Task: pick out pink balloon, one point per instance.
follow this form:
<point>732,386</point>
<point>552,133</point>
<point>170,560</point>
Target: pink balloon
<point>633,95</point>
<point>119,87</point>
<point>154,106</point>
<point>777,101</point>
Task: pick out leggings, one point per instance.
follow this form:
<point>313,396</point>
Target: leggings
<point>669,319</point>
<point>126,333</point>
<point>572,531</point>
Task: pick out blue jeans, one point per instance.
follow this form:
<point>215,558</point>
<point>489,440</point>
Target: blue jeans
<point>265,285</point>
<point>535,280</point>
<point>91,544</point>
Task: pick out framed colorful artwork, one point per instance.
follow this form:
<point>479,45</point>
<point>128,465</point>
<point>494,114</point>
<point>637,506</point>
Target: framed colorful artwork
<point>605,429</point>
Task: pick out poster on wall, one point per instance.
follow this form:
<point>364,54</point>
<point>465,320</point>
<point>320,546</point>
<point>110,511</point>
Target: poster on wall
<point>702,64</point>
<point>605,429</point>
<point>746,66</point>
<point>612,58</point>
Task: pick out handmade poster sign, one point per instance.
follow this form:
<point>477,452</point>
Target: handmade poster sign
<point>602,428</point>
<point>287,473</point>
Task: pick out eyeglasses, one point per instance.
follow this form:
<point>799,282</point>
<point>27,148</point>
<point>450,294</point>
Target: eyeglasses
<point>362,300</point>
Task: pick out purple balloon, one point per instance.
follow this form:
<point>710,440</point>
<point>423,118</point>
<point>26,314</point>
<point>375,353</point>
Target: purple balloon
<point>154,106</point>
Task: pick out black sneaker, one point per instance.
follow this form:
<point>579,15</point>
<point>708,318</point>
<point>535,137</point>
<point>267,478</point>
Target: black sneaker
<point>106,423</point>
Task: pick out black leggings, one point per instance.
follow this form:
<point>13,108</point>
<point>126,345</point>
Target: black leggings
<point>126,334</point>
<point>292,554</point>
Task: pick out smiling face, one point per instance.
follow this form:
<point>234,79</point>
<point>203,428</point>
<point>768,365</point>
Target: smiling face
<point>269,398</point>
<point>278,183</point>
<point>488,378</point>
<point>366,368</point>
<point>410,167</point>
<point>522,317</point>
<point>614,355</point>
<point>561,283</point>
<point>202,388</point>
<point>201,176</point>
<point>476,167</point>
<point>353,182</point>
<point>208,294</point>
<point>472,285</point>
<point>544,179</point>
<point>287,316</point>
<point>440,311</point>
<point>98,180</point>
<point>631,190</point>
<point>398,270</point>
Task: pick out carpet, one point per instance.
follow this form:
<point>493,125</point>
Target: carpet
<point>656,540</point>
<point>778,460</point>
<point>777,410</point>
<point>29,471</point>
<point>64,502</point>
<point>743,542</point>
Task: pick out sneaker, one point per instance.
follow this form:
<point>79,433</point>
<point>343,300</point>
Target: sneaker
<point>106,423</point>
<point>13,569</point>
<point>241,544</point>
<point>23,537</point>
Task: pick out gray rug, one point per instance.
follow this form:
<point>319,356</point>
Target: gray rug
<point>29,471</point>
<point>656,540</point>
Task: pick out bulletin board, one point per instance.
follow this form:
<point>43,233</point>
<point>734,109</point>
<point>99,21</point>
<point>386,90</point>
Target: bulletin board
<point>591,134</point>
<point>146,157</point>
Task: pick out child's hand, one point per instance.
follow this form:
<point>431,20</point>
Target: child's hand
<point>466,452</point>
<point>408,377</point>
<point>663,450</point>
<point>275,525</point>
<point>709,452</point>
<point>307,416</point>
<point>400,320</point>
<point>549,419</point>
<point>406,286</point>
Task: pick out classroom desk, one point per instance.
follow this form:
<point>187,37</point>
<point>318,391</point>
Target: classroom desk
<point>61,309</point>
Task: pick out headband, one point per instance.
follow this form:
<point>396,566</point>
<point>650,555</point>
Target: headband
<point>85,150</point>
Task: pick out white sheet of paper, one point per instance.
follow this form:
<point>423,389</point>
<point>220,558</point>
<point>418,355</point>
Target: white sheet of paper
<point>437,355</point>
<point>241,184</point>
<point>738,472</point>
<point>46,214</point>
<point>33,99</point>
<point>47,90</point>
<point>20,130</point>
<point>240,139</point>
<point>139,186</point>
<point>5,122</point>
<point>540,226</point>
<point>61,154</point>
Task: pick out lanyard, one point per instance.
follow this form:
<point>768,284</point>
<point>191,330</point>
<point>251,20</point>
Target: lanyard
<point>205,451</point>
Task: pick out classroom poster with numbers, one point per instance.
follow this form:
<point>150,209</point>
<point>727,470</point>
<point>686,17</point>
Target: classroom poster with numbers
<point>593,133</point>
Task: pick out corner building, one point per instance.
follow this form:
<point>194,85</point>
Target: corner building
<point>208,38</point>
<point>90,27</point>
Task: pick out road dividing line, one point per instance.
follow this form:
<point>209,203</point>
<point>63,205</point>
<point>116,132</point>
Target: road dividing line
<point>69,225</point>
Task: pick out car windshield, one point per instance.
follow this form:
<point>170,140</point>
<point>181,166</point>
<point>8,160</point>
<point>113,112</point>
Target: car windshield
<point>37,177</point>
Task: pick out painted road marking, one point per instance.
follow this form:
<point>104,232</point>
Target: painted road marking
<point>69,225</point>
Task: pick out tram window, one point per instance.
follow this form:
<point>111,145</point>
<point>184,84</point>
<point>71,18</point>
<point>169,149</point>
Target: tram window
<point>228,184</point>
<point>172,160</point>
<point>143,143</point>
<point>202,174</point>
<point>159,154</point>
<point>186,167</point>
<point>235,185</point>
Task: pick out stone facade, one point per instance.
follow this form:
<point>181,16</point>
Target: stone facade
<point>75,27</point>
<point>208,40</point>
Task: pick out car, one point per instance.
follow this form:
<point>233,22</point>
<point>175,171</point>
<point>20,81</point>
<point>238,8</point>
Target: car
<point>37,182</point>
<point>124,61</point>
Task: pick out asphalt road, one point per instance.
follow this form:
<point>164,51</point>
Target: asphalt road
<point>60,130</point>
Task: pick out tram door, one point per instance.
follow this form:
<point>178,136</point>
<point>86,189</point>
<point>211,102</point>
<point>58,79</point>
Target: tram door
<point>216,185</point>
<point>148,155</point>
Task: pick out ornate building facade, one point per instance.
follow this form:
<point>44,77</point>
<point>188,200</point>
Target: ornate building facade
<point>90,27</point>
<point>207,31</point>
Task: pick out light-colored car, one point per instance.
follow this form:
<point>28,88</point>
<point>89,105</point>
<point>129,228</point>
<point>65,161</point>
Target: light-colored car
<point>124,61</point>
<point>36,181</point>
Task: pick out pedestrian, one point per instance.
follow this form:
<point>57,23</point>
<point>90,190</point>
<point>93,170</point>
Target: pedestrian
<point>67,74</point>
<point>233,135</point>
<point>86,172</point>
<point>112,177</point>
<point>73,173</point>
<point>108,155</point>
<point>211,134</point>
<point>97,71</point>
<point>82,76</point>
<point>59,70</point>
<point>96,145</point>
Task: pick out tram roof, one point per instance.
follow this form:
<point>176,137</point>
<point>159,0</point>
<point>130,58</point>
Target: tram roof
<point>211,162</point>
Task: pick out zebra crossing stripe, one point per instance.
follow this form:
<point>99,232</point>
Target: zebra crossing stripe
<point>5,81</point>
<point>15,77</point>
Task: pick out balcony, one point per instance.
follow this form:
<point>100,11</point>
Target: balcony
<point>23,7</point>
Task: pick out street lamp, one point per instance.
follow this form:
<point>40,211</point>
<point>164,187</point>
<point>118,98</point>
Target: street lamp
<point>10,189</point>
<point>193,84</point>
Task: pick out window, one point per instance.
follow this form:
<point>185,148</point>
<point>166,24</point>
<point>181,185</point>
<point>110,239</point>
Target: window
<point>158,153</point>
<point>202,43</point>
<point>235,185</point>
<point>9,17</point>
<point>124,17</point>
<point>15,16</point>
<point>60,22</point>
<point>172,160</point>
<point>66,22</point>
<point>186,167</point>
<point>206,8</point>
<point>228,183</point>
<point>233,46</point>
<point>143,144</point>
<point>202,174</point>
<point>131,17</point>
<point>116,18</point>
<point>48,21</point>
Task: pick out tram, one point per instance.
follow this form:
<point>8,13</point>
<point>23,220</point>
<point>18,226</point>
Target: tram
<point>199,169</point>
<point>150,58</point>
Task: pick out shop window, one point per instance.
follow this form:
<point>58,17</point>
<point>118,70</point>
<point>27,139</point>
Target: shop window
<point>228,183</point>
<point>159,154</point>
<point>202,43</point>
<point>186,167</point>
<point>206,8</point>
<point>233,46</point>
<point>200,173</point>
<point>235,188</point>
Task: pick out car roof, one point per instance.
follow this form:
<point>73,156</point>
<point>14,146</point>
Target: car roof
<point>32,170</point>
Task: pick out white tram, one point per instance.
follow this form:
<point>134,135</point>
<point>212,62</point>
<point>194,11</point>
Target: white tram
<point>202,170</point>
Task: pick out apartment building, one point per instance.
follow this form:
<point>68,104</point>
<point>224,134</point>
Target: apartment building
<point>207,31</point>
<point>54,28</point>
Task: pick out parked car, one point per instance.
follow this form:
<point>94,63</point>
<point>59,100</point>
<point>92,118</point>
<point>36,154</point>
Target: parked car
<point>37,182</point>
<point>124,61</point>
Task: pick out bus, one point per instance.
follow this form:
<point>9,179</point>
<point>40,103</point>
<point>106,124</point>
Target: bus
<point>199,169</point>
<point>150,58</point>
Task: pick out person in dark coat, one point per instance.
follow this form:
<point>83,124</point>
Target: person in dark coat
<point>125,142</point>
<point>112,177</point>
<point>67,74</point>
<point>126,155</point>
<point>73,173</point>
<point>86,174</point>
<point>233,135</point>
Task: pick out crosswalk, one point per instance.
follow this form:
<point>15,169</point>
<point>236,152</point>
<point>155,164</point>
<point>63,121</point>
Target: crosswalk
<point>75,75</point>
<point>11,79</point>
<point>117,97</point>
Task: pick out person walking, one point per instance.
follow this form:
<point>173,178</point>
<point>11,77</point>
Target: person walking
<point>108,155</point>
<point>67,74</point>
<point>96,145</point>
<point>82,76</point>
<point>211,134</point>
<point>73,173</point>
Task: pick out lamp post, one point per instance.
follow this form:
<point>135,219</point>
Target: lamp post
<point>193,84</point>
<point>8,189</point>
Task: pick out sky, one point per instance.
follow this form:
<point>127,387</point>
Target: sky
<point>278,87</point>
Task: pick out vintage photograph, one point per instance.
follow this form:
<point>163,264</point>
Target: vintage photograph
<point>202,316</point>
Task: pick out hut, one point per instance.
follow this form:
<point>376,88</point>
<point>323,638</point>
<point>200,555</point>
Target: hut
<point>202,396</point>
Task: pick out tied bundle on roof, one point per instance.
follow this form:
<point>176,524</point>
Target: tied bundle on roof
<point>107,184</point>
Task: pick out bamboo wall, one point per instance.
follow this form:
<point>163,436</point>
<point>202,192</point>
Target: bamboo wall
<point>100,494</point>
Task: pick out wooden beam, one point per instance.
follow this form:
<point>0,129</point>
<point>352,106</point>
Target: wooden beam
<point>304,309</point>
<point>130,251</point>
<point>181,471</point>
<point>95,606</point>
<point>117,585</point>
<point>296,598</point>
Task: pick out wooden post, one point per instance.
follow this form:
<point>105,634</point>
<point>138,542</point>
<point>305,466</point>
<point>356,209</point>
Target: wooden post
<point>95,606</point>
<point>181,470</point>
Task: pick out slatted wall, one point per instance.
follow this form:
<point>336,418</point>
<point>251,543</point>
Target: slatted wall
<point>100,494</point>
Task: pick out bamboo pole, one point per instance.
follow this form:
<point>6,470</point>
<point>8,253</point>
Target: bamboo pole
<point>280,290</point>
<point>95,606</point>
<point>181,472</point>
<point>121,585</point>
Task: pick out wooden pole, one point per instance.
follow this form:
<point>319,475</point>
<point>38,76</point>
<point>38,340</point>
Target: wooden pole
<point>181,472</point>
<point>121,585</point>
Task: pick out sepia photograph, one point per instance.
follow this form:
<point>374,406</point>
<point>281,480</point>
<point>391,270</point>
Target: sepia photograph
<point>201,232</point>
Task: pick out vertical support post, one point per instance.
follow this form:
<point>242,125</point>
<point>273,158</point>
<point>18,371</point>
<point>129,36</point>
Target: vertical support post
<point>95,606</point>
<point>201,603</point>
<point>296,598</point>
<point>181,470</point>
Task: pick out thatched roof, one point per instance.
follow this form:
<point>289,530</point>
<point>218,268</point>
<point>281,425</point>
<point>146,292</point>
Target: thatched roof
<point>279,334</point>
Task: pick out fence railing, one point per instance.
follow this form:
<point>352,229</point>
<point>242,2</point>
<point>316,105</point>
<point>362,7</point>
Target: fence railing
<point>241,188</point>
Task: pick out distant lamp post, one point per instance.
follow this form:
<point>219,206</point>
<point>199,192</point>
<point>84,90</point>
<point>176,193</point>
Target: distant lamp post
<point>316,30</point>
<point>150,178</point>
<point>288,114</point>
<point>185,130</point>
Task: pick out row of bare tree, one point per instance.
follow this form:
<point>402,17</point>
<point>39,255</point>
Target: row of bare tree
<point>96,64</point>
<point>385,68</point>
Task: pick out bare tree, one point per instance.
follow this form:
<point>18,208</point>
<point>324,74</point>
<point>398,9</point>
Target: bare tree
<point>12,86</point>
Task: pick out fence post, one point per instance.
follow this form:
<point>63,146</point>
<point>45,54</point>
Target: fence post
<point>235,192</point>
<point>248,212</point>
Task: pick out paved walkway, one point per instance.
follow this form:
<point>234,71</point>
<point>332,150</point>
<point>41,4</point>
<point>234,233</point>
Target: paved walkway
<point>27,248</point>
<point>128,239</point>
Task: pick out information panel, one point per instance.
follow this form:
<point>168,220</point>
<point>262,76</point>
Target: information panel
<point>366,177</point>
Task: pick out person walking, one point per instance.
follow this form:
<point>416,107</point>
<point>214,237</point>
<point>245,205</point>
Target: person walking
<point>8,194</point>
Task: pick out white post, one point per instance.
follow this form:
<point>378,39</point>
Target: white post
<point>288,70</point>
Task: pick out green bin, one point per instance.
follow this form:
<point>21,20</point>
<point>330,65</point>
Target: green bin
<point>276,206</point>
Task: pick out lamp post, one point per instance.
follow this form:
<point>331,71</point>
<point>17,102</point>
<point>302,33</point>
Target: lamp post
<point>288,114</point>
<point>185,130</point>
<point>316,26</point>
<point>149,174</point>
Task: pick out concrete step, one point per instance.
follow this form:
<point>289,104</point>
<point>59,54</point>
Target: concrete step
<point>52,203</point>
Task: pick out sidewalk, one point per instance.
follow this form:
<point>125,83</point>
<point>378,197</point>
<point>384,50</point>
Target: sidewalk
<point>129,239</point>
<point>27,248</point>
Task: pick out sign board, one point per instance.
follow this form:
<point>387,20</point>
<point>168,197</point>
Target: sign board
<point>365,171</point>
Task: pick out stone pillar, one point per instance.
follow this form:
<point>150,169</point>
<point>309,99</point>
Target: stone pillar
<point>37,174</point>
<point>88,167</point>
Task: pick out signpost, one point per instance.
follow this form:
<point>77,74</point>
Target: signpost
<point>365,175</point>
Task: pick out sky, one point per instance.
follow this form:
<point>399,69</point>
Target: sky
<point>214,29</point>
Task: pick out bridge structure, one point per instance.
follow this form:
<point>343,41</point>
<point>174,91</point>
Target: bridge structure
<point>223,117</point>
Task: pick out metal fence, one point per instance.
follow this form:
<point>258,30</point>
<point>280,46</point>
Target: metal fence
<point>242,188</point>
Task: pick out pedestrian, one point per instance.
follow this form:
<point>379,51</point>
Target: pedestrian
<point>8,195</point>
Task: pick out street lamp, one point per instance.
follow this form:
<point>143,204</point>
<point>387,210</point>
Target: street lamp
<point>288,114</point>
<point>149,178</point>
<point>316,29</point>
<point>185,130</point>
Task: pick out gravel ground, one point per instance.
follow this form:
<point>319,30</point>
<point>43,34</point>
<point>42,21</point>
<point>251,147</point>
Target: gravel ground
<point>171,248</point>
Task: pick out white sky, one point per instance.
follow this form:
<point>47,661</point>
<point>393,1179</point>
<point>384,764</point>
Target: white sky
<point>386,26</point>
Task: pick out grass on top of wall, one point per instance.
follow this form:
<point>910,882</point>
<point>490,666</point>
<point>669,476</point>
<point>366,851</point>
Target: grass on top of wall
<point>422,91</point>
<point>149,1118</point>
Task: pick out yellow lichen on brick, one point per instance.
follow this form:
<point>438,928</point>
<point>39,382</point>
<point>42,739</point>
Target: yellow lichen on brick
--------------------
▶ **Task requirements**
Convert the records above into a JSON list of strings, one string per line with blank lines omitted, covering everything from the line containing "Task: pick out tram, one point per instance." down to the line containing "<point>235,188</point>".

▶ **Final result**
[
  "Task: pick out tram, one point per instance.",
  "follow this form:",
  "<point>8,13</point>",
  "<point>23,220</point>",
  "<point>18,226</point>",
  "Target: tram",
  "<point>199,169</point>",
  "<point>150,58</point>",
  "Task: pick out shop window, one point per instance.",
  "follow this form:",
  "<point>58,17</point>",
  "<point>118,70</point>",
  "<point>27,139</point>",
  "Target: shop window",
  "<point>228,183</point>",
  "<point>159,154</point>",
  "<point>202,43</point>",
  "<point>186,167</point>",
  "<point>206,8</point>",
  "<point>233,46</point>",
  "<point>200,173</point>",
  "<point>235,188</point>"
]